## Information supplied

---+---

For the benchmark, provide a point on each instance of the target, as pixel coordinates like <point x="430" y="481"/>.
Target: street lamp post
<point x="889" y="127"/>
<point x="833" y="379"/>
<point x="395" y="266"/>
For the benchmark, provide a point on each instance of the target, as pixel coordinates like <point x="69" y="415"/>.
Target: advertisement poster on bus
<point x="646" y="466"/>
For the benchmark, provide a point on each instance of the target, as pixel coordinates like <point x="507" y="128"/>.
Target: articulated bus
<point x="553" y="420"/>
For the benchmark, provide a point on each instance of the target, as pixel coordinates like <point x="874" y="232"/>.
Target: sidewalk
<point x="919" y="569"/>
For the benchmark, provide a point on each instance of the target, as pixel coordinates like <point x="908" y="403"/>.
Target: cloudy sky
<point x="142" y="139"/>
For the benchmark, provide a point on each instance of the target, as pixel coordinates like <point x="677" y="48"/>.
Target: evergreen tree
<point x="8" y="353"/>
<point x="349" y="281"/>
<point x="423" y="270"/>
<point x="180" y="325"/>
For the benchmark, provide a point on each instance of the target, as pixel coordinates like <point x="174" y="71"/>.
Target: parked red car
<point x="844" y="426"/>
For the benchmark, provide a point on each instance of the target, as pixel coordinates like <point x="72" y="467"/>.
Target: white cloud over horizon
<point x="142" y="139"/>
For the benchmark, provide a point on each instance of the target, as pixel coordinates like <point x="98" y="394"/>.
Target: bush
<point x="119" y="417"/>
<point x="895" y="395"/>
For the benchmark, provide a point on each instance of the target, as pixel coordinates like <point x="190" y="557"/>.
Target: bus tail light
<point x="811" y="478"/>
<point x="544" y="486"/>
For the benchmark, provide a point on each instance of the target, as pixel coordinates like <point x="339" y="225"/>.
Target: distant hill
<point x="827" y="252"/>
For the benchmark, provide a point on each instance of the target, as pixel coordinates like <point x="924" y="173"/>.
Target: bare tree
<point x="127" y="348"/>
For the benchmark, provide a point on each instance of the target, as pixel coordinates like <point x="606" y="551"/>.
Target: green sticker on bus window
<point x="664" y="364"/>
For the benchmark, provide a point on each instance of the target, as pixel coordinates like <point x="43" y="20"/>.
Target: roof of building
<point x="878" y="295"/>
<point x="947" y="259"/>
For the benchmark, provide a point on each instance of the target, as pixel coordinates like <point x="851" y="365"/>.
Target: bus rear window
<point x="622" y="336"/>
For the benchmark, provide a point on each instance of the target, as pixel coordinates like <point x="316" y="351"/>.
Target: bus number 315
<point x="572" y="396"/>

---+---

Retype the material in full, character for character.

## Solution for this task
For the benchmark, provide a point on each instance of the target, as pixel coordinates like <point x="430" y="481"/>.
Target: street lamp post
<point x="889" y="127"/>
<point x="833" y="379"/>
<point x="395" y="266"/>
For the benchmark, provide a point on each instance of the target, as pixel coordinates like <point x="69" y="415"/>.
Target: advertisement poster on bus
<point x="646" y="466"/>
For the benchmark, provide a point on each instance of the target, as pixel coordinates like <point x="507" y="128"/>.
Target: articulated bus
<point x="553" y="420"/>
For the benchmark, provide a point on each instance of the target, as pixel coordinates like <point x="874" y="232"/>.
Target: sidewalk
<point x="919" y="569"/>
For the benchmark, provide a point on each instance of the target, as pixel coordinates like <point x="908" y="403"/>.
Target: cloudy sky
<point x="142" y="139"/>
For the benchmark, provide a point on each instance of the target, as pixel coordinates like <point x="677" y="48"/>.
Target: evergreen tree
<point x="8" y="353"/>
<point x="349" y="281"/>
<point x="423" y="270"/>
<point x="180" y="325"/>
For the benchmark, provide a point on each instance of the target, as pixel coordinates like <point x="174" y="71"/>.
Target: parked red car
<point x="844" y="426"/>
For the benchmark, provide a point on each instance of the target, as pixel coordinates like <point x="72" y="467"/>.
Target: white cloud over horizon
<point x="142" y="139"/>
For the benchmark, provide a point on each instance of the target, as pixel coordinates like <point x="98" y="394"/>.
Target: bush
<point x="119" y="417"/>
<point x="895" y="395"/>
For the benchmark, provide a point on each instance of the target, as pixel coordinates like <point x="190" y="557"/>.
Target: bus tail light
<point x="811" y="478"/>
<point x="544" y="486"/>
For the benchmark, provide a point on each instance of the target, as pixel coordinates like <point x="339" y="225"/>.
Target: distant hill
<point x="827" y="252"/>
For the benchmark, provide a point on each instance of the target, as pixel coordinates like <point x="924" y="173"/>.
Target: bare tree
<point x="127" y="348"/>
For the benchmark, provide a point on each instance of the target, as pixel coordinates like <point x="606" y="551"/>.
Target: green sticker on bus window
<point x="664" y="364"/>
For the benchmark, provide a point on each instance of the target, as pixel coordinates like <point x="43" y="20"/>.
Target: roof of building
<point x="878" y="295"/>
<point x="947" y="259"/>
For the benchmark, provide a point on each instance of the target, as pixel coordinates like <point x="851" y="365"/>.
Target: bus rear window
<point x="622" y="336"/>
For the benchmark, provide a point on each instance of the target, as pixel coordinates like <point x="316" y="351"/>.
Target: bus number 315
<point x="572" y="396"/>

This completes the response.